▸ **WORK TO BE COMPLETED**: Please write out the entries from the line containing "Task: indicate the orange dried leaf." through the end of the entries, requests included, and raise each coordinate in the answers by 125.

:: EXERCISE INPUTS

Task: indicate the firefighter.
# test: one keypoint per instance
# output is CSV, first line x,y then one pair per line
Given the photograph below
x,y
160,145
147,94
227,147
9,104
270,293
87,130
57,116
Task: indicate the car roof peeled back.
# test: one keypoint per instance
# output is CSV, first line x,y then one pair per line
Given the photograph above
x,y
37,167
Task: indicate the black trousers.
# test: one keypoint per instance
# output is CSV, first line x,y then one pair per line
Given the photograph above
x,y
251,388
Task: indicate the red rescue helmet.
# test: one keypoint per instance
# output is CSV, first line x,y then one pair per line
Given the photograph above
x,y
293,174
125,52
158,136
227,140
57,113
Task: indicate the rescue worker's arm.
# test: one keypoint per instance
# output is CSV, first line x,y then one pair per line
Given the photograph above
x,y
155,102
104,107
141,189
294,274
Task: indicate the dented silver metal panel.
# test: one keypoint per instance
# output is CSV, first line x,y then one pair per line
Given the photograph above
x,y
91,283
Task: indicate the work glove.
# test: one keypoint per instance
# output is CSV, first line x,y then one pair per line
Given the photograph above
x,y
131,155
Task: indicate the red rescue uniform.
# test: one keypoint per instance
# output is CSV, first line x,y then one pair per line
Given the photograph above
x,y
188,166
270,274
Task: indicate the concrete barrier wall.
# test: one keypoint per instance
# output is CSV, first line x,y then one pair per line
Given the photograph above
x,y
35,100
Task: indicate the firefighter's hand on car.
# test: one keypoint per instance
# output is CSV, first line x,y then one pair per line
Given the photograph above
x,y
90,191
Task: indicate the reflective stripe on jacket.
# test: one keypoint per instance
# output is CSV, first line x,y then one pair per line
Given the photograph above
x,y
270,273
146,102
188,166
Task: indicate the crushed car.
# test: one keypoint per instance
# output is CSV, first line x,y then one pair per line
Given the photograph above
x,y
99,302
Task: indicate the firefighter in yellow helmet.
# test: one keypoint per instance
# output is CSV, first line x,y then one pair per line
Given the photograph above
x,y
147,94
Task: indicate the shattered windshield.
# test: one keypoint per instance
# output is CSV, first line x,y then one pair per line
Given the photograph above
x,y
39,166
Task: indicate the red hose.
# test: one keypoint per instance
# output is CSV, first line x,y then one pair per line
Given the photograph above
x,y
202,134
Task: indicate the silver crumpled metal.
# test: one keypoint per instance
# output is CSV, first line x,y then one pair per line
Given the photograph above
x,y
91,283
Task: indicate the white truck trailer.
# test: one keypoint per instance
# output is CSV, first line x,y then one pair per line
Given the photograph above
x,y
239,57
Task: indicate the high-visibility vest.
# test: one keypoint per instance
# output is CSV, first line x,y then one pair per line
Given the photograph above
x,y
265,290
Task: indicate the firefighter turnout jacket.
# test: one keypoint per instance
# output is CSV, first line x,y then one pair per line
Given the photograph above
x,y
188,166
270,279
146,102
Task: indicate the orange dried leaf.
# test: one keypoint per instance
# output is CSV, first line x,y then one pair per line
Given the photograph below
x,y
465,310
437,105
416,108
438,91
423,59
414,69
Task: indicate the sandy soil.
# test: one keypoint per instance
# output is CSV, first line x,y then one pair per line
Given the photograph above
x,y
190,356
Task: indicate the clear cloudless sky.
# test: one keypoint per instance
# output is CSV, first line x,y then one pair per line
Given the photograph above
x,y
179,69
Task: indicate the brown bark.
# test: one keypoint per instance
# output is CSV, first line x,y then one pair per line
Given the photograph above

::::

▸ **OUTPUT BELOW**:
Task: indicate the orange dried leaf.
# test: one keypoint per instance
# output is CSV, first line x,y then one pair per line
Given the photograph below
x,y
590,435
562,230
541,233
563,216
548,184
539,194
Task: indicate the sandy soil.
# test: one keypoint per instance
# output is CSV, first line x,y then one pair per line
Given the photograph above
x,y
315,481
Task: indicate the clear cloudless sky.
# test: one keypoint per instance
# output is CSV, first line x,y then one pair per line
Given the photograph above
x,y
304,194
Task: indicate the brown bark.
# test: one keypoint per instance
# output is CSV, first line x,y then one pair per line
Given the photograph above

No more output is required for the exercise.